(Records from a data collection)
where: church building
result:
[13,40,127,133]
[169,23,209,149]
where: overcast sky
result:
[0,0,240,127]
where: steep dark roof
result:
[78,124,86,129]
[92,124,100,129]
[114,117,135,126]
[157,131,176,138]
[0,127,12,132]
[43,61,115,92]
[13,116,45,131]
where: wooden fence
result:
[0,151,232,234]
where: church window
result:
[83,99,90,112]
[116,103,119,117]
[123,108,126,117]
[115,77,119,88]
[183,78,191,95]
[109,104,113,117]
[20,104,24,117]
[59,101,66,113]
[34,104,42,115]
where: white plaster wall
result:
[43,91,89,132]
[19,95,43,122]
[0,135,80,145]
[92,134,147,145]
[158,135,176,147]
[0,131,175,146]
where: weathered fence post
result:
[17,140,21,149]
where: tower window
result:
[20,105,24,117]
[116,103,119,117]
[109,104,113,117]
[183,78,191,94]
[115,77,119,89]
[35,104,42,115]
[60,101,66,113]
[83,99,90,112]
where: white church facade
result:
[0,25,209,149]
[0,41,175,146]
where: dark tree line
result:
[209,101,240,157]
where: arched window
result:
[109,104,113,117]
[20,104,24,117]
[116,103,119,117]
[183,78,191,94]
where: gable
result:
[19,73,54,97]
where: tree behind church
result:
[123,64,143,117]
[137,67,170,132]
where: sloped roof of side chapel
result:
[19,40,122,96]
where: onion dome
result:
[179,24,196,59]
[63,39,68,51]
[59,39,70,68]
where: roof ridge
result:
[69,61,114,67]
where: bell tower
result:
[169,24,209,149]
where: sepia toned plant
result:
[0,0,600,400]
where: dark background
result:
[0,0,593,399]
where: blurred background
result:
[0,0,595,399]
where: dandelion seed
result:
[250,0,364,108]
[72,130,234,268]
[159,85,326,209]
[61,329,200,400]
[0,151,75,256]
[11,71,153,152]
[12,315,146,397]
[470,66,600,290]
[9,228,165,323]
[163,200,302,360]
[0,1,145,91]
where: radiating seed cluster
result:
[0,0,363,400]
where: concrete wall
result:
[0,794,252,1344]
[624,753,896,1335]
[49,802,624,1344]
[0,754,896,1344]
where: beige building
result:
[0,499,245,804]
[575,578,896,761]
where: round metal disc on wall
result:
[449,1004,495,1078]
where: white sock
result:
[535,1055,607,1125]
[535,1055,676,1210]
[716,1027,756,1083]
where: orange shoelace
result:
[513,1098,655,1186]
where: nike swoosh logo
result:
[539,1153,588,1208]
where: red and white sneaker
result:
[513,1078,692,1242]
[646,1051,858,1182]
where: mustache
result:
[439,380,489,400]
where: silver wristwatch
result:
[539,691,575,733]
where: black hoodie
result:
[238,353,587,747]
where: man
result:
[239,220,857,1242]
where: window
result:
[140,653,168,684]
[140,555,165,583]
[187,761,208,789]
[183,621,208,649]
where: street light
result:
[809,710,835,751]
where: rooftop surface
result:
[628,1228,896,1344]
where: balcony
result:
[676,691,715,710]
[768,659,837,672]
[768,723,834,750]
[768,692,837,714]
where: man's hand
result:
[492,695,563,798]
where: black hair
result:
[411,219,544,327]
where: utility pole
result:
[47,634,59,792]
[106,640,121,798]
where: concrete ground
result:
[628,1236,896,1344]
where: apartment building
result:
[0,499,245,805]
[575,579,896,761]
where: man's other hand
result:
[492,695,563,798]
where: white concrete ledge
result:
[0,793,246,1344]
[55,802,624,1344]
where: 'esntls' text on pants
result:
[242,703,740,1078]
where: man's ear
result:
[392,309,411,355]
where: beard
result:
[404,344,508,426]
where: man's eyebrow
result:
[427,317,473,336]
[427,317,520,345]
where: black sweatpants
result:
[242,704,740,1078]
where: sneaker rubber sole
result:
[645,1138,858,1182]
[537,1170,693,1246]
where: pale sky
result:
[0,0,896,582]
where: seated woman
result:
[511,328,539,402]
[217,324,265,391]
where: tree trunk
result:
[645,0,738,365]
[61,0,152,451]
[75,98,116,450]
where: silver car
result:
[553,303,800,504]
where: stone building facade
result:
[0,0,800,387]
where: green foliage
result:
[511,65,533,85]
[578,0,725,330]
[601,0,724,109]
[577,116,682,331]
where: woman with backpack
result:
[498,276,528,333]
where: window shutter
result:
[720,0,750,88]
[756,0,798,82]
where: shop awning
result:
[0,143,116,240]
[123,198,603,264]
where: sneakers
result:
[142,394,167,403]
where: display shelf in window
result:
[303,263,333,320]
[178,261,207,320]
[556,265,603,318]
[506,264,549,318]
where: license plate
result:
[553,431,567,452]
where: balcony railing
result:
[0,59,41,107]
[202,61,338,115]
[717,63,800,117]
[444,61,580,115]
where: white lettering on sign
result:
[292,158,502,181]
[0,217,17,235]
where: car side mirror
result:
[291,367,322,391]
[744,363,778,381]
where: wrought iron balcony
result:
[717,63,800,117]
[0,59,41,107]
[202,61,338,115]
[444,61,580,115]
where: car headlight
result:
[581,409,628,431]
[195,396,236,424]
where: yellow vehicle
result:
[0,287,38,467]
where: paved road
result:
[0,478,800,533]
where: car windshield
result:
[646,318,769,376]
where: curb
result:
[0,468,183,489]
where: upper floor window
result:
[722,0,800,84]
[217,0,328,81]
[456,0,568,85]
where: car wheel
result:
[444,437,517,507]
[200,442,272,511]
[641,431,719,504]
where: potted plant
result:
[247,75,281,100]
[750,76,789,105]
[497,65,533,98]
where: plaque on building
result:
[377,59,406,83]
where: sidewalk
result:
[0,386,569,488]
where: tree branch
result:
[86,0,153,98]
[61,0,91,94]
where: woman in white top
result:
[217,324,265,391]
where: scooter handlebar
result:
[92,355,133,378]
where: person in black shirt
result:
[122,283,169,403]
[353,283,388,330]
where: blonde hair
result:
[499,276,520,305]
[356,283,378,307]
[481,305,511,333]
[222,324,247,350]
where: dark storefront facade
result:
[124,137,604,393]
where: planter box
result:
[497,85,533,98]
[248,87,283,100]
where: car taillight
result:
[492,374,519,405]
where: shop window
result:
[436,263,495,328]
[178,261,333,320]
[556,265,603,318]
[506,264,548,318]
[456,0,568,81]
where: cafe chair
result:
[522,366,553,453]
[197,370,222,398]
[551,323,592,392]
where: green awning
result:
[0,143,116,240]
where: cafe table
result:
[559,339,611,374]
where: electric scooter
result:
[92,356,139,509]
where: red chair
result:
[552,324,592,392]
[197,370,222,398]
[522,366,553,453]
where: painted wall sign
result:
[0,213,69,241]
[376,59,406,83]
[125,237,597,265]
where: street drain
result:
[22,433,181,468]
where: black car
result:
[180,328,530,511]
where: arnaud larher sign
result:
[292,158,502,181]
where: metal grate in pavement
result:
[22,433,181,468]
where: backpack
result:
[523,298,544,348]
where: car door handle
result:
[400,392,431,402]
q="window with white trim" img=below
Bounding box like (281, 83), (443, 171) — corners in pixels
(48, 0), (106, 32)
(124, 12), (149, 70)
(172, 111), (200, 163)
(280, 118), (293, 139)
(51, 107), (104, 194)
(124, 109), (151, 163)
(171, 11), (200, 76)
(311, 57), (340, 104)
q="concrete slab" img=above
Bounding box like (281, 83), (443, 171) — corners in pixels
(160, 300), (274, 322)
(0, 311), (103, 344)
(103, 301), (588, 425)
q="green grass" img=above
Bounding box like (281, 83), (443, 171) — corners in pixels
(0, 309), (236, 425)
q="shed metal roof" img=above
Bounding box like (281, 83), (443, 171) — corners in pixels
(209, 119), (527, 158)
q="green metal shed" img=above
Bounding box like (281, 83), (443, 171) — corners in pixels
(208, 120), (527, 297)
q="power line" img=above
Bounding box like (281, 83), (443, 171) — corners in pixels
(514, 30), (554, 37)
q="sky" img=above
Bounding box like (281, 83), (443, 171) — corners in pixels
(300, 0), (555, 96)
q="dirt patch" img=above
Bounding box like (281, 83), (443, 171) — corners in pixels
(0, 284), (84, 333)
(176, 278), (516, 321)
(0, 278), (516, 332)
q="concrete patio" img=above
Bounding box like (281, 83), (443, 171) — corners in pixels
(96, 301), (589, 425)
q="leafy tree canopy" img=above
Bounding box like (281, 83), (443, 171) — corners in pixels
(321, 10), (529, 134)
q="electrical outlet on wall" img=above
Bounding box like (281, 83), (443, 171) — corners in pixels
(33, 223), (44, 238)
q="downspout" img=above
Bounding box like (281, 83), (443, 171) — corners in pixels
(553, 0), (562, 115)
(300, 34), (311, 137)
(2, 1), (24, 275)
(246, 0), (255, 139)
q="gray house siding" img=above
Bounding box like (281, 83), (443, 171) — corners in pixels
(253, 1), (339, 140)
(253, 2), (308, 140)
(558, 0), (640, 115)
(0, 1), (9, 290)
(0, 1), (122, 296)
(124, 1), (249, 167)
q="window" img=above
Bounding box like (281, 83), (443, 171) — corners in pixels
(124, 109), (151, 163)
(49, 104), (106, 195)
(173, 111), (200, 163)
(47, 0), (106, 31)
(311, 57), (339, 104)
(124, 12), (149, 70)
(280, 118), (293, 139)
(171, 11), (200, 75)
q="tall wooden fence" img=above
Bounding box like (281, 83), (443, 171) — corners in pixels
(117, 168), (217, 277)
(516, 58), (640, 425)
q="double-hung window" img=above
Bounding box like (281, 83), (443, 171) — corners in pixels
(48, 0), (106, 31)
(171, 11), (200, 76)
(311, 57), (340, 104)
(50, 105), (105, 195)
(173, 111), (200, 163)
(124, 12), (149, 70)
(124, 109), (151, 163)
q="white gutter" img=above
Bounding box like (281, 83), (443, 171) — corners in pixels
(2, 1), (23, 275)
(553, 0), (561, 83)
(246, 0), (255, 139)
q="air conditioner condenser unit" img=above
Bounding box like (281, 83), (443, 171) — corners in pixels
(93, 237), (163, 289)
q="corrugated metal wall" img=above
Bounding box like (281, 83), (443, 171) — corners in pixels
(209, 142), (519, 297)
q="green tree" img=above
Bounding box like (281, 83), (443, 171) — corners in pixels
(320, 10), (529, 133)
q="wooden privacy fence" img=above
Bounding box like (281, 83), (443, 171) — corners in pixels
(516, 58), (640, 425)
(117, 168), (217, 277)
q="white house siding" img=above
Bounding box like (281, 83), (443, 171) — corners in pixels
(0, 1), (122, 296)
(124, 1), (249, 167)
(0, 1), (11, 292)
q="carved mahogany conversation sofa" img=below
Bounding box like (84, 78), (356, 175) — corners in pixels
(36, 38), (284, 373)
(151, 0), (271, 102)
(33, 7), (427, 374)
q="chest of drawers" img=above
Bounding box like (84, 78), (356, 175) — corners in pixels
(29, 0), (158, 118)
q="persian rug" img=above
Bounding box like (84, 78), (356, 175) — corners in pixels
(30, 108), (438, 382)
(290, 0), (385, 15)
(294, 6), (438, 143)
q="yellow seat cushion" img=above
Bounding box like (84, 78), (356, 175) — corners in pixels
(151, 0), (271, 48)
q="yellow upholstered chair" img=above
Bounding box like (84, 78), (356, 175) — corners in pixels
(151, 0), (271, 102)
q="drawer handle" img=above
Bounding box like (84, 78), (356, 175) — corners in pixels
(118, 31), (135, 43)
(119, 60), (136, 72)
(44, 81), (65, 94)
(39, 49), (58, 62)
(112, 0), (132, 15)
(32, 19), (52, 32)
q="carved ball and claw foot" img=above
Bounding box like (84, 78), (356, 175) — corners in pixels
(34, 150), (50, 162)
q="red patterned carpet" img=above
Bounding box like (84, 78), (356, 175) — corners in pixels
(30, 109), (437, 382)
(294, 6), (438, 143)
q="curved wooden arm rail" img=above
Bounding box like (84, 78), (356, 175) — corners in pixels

= Task brief =
Retype the lines of the records above exactly, beginning with the line that contains "where: electric scooter" and continuing through the line that contains "(33, 223), (44, 238)", both included.

= Solved exercise =
where: electric scooter
result:
[92,356,139,509]
where: red chair
result:
[552,324,592,392]
[197,370,222,398]
[522,366,553,453]
where: painted wall sign
result:
[0,213,69,241]
[376,59,406,83]
[125,237,597,265]
where: street drain
result:
[22,433,181,468]
where: black car
result:
[180,328,530,511]
where: arnaud larher sign
result:
[292,158,502,181]
where: metal grate in pavement
result:
[22,433,181,468]
where: backpack
result:
[523,298,544,348]
where: car door handle
result:
[400,392,431,402]
q="window with white trim" img=below
Bounding box like (281, 83), (443, 171) — corners in pixels
(48, 0), (106, 32)
(124, 12), (149, 70)
(172, 111), (200, 163)
(280, 118), (293, 139)
(51, 107), (104, 194)
(124, 109), (151, 163)
(171, 11), (200, 76)
(311, 57), (340, 104)
q="concrete slab" img=above
Bounding box like (281, 83), (443, 171) — corners in pixels
(160, 300), (274, 322)
(0, 311), (103, 344)
(103, 301), (588, 425)
q="green grass" img=above
Bounding box like (281, 83), (443, 171) — corners in pixels
(0, 309), (236, 425)
q="shed metal roof" img=above
Bounding box like (281, 83), (443, 171) — corners in pixels
(209, 119), (527, 158)
q="green metal shed" img=above
Bounding box like (281, 83), (443, 171) — corners in pixels
(208, 120), (527, 297)
q="power line" img=above
Bounding box like (281, 83), (443, 171) — corners in pixels
(514, 30), (554, 37)
q="sky" img=above
Bounding box like (281, 83), (443, 171) — corners in pixels
(300, 0), (555, 96)
q="dirt patch" img=above
Bounding box like (281, 83), (443, 171) — corners in pixels
(0, 284), (84, 333)
(176, 278), (516, 321)
(0, 278), (516, 332)
q="concrete patio" img=above
Bounding box like (281, 83), (443, 171) — corners in pixels
(96, 301), (589, 425)
q="leafy tree canopy" img=above
Bounding box like (281, 83), (443, 171) — corners in pixels
(321, 10), (529, 134)
q="electrical outlet on wall" img=above
Bounding box like (281, 83), (443, 171) — corners in pixels
(33, 223), (44, 238)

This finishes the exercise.